• **Objective**
Filter the lines below and copy out each one that contains the string "query". Match case exactly.

• **Provided records**
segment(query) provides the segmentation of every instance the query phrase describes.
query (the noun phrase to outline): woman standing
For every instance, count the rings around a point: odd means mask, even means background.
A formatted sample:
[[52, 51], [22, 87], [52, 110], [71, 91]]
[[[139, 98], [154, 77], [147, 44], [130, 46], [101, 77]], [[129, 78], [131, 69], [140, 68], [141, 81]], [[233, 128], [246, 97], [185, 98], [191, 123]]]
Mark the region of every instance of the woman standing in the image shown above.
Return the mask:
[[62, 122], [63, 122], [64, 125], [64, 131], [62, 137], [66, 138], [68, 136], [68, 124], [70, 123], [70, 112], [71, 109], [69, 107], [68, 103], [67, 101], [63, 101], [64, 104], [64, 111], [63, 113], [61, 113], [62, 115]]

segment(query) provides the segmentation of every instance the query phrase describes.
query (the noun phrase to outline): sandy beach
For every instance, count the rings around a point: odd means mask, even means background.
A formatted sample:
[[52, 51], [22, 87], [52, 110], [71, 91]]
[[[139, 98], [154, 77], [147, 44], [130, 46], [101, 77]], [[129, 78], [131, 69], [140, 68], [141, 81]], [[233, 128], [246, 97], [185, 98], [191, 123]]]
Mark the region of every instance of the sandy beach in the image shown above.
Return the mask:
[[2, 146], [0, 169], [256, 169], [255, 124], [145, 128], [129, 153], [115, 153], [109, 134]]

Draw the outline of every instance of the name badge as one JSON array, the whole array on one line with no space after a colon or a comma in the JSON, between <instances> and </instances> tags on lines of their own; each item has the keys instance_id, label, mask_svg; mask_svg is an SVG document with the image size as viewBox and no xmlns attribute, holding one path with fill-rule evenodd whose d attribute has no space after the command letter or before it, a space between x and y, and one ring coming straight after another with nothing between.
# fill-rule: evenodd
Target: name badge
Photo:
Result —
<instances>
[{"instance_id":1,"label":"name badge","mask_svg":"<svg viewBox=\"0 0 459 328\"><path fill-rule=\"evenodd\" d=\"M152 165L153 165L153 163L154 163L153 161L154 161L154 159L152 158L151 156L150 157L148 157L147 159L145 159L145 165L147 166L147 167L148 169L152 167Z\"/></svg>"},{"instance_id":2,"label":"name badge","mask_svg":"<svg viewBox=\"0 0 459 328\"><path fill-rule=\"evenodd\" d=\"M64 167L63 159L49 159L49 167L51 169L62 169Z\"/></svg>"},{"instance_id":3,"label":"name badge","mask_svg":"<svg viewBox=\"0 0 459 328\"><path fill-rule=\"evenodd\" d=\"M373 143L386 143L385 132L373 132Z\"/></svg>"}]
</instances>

--

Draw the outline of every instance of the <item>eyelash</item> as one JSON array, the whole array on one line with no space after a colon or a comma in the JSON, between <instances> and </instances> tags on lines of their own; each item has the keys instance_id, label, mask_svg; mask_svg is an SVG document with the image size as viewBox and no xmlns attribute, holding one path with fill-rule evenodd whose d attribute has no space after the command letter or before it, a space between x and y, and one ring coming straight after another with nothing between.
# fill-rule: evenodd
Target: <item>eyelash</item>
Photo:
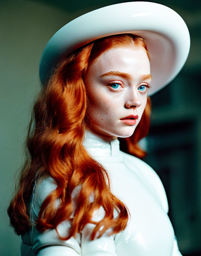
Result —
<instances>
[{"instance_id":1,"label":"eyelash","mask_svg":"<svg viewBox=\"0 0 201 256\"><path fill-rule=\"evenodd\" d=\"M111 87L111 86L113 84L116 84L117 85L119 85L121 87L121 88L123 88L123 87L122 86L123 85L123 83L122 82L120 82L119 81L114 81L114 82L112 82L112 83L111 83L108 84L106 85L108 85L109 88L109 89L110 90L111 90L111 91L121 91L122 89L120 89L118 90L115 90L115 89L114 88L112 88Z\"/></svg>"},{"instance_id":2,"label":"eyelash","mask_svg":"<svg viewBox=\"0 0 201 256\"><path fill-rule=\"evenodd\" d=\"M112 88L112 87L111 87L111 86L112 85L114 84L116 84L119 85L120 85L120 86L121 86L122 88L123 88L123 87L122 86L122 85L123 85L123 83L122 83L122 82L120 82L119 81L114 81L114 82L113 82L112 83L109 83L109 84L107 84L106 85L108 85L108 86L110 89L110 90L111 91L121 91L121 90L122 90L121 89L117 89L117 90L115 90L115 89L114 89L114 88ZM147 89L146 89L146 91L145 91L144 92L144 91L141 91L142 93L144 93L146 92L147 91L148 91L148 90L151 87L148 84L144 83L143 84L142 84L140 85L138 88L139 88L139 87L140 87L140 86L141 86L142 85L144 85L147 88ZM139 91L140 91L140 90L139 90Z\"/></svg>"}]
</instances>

==

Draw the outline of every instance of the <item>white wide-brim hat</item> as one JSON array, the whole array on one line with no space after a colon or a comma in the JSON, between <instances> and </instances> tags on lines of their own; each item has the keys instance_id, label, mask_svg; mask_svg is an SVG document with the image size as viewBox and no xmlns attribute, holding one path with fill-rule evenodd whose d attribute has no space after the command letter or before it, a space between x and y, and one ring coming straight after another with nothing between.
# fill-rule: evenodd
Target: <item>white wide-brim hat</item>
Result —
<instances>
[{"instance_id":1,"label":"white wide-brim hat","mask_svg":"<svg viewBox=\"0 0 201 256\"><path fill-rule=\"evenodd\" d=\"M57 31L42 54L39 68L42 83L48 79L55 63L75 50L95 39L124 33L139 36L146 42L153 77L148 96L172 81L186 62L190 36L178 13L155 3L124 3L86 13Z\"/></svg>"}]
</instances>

• **Exercise solution**
segment(query) provides the segmentation of every instance the query phrase describes.
query (the noun phrase to outline): woman standing
segment(query) provides the segmentation of every instance the query phrase describes.
query (the noun phrase to outline): sandy beach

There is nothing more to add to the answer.